=== PROVIDED PASSAGE ===
The tops of the maple trees are displaying the reds, yellows and oranges of autumn. Fields and pastures are drying, their lush green beginning to turn brown. In the cornfields, the large, dry leaves crackle in the breeze.
When the weather's dry, I like to set a couple of saucers of water out on the back porch to attract insects. They appreciate the water as much as anyone, and I get a chance to see them close up. The water becomes a favorite place for honeybees and yellow jackets, butterflies and moths. Today, however, I watched a large yellow swallow-tailed butterfly get chased from a saucer by a thirsty and impatient chipmunk - one animal who will never be accused of being shy. As a treat, I've been tossing small chunks of sweet, juicy watermelon to the chipmunks. If there weren't so many of them, I would coax them to eat from my hand.
The dry weather has also prompted me to set a pie plate of water next to the bird feeder. Many birds appreciated the handy drink, until the red-bellied woodpecker decided it was a good place to take a bath. Time to set out another pan of water, I guess.

=== PROBLEM ===
Please carry on the autumn nature piece about setting out water for insects and birds, starting after its final sentence.

=== PROVIDED DATA ===
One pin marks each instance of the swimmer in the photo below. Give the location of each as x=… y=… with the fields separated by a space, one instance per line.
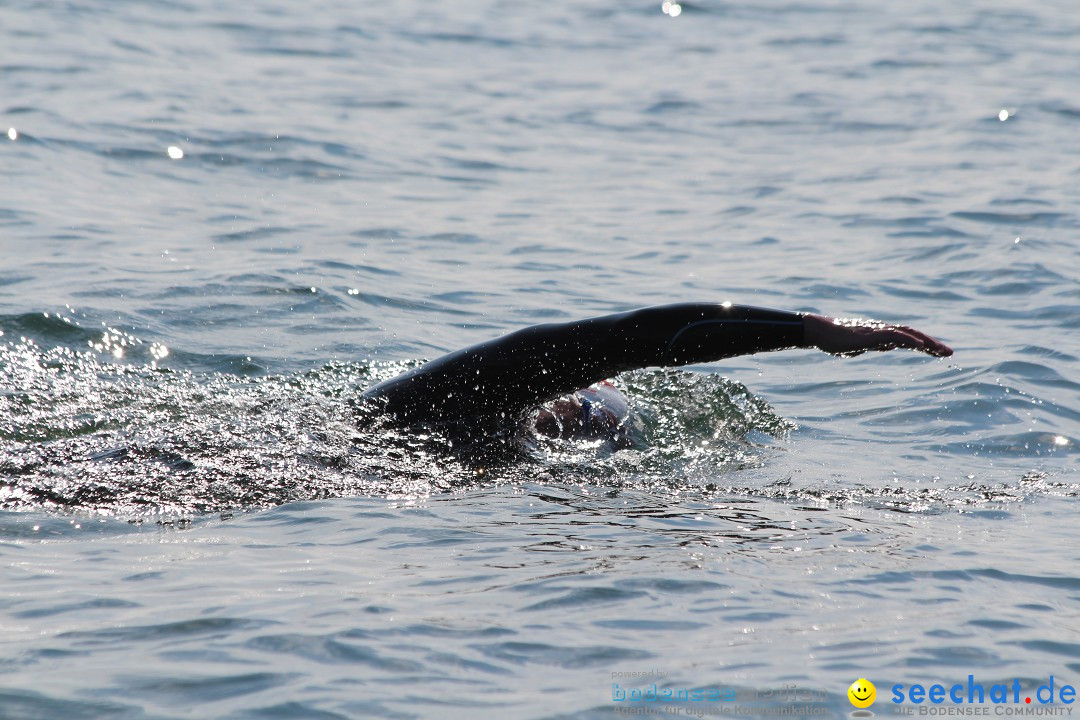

=== EXERCISE RESPONSE ===
I've seen pretty little goldfinches showing up at the feeders with their newly-fledged youngsters. They gather around their parents, begging with fluttering wings and open mouths for mom or dad to open a sunflower seed and feed the sweet seedmeat to them. I've been expecting the finches since the second week of August; they seem to be a little late this year. Not everything seems to be occurring on schedule.
The birds have already begun gathering for their fall migration. They fill these autumn mornings with bird songs, reminding me of spring. Just before sunrise this morning, as I watched the moon set beyond the eastern horizon, I was greeted by the musical chatter of 10,000 blackbirds passing by. A pair of sandhill cranes called out from the river bottoms, and a screech owl sang from his hiding place in the woods. A short while later, I saw a lovely pair of pheasants strut out into the short brown grass of the pasture - a good place to find crickets and grasshoppers. It takes them only five minutes to get their fill of protein-rich insects.
The pheasants are an alien species in North America. They compete with other species for what is theirs, and their role here has been in question for quite some time. Still I welcome the sight of the exotic birds, and I have spent much time with them in the past. I have hunted and eaten them, raised them and released them, only to find them and treat their injuries in later years. When hard winters threatened them with sub-zero temperatures and snow drifts, I have carried bags of corn and oats through the deep snow to feed them. Pheasants hold a special place in my heart and my memories.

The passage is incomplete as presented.